== Material de base ==
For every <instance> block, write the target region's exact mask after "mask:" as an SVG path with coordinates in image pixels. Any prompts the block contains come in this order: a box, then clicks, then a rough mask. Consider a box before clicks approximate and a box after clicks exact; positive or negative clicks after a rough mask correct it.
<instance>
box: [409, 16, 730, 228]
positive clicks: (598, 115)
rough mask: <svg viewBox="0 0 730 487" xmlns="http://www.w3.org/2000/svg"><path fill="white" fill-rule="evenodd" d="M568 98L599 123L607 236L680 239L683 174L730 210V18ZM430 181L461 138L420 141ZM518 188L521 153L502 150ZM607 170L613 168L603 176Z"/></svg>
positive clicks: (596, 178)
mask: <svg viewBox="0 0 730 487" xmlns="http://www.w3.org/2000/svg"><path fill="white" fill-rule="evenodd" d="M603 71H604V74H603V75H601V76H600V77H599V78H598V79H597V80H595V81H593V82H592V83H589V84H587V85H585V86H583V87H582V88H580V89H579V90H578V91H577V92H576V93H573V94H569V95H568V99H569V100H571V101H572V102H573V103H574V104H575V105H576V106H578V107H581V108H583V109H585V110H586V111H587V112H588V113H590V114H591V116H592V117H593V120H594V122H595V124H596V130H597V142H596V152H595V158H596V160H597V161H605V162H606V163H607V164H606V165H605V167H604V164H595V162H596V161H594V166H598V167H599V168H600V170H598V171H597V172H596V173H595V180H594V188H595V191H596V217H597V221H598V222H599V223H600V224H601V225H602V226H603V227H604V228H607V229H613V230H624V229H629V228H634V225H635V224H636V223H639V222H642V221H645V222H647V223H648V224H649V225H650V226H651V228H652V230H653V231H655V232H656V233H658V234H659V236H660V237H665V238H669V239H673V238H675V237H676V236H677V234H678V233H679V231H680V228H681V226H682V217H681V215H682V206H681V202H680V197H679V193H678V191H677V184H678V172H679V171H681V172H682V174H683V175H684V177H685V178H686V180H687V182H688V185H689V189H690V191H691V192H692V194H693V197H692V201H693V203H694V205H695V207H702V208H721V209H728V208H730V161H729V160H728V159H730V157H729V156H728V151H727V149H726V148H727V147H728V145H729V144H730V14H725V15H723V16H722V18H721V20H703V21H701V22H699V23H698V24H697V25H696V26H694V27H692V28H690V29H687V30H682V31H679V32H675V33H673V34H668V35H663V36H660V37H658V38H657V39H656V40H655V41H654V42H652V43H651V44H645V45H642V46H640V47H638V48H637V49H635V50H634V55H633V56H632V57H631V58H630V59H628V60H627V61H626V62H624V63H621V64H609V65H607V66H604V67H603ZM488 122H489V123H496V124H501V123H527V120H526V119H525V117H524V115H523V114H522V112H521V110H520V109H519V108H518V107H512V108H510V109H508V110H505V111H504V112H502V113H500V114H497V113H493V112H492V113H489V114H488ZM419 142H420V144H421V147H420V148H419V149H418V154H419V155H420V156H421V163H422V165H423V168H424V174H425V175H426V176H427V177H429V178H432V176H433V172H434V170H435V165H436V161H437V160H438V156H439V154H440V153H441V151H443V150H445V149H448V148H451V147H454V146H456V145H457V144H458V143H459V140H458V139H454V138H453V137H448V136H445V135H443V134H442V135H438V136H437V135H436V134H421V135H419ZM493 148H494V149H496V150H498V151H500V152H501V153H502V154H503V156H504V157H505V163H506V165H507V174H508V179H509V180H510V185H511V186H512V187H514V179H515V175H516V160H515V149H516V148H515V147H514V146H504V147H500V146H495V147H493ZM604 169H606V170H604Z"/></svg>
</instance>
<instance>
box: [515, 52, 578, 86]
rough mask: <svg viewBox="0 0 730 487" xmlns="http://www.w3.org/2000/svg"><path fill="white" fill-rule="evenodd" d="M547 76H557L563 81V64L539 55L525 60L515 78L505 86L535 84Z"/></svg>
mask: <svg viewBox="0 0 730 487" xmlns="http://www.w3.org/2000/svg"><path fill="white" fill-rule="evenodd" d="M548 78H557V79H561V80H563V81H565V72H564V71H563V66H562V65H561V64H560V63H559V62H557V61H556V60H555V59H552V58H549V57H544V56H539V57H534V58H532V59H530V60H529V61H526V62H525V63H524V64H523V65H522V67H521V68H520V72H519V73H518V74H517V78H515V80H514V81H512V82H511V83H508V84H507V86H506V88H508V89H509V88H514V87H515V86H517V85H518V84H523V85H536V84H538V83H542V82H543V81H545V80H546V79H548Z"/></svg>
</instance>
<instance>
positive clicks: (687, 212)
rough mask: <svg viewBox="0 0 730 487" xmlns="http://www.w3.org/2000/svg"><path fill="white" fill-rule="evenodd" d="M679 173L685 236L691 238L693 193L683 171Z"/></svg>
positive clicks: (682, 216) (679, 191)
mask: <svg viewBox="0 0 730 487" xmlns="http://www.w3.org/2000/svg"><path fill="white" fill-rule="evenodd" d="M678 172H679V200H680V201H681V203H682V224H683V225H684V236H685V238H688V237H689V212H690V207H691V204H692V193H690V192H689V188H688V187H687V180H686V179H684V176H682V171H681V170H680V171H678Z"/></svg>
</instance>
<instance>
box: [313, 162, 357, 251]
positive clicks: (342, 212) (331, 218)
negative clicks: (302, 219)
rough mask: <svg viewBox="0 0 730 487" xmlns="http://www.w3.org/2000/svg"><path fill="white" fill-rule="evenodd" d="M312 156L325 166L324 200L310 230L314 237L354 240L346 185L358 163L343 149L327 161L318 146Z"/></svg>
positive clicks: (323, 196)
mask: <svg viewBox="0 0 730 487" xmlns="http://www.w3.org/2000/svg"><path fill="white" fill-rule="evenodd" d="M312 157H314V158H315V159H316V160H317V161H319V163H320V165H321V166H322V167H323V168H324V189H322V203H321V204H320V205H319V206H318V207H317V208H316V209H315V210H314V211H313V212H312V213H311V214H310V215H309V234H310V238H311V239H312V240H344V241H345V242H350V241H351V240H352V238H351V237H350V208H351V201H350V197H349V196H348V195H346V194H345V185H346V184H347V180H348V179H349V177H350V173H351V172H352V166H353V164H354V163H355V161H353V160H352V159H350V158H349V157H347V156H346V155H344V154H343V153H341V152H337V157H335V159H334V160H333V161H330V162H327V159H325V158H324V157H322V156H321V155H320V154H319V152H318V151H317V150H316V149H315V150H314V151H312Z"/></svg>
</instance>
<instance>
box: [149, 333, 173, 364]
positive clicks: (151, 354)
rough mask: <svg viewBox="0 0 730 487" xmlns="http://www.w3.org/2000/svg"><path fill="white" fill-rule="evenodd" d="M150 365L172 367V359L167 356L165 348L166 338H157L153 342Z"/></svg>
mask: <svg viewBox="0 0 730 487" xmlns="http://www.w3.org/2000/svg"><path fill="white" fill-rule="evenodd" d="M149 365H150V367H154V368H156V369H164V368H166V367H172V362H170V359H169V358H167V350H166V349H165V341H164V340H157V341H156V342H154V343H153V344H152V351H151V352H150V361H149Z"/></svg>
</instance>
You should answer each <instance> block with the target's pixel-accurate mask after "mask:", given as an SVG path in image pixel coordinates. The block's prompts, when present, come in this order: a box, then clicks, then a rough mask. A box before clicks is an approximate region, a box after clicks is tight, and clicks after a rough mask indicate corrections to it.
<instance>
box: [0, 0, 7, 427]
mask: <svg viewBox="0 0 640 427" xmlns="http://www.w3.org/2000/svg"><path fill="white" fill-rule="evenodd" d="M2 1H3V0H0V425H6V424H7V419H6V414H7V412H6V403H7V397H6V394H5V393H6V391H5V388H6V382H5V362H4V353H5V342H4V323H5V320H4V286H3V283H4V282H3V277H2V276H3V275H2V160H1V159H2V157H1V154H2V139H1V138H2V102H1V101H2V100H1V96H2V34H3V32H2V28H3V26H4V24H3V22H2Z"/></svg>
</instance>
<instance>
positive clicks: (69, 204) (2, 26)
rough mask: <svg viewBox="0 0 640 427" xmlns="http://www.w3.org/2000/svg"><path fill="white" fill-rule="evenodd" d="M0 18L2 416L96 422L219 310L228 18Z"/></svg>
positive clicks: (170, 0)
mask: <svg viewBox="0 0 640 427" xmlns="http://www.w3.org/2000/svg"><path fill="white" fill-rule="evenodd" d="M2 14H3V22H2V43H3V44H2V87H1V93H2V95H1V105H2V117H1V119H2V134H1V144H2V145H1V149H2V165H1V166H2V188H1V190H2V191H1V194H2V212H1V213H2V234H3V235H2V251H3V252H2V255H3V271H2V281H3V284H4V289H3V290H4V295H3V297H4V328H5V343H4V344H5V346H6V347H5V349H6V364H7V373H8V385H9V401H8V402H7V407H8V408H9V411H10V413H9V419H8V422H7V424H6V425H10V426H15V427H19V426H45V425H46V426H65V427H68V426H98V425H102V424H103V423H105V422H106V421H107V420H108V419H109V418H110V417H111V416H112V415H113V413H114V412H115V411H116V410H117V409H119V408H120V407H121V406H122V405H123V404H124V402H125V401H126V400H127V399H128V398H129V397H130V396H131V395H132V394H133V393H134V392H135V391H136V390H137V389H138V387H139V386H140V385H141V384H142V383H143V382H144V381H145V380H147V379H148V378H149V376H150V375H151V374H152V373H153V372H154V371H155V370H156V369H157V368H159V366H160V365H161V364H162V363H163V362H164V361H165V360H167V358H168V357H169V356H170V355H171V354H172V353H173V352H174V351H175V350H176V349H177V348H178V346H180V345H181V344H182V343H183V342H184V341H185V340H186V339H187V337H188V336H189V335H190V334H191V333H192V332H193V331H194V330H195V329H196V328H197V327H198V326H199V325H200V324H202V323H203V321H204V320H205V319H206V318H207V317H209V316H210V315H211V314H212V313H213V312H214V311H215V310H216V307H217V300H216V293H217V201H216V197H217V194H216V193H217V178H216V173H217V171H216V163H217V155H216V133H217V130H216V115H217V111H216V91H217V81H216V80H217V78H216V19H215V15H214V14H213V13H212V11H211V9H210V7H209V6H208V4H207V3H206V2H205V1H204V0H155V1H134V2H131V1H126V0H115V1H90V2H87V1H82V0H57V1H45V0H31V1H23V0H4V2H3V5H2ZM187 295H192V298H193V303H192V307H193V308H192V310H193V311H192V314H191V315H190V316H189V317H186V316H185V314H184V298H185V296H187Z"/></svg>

== Tarefa ==
Copie sem nenhuma alteração as linhas que vão do início das entradas até a linha com "positive clicks: (598, 115)", incluindo esta.

== Solução do exercício ==
For every <instance> block, write the target region's exact mask after "mask:" as an SVG path with coordinates in image pixels. Any prompts the block contains come in this order: a box, then clicks, then a rough mask. Consider a box before clicks approximate and a box after clicks exact; positive or negative clicks after a rough mask correct it.
<instance>
box: [409, 16, 730, 228]
positive clicks: (598, 115)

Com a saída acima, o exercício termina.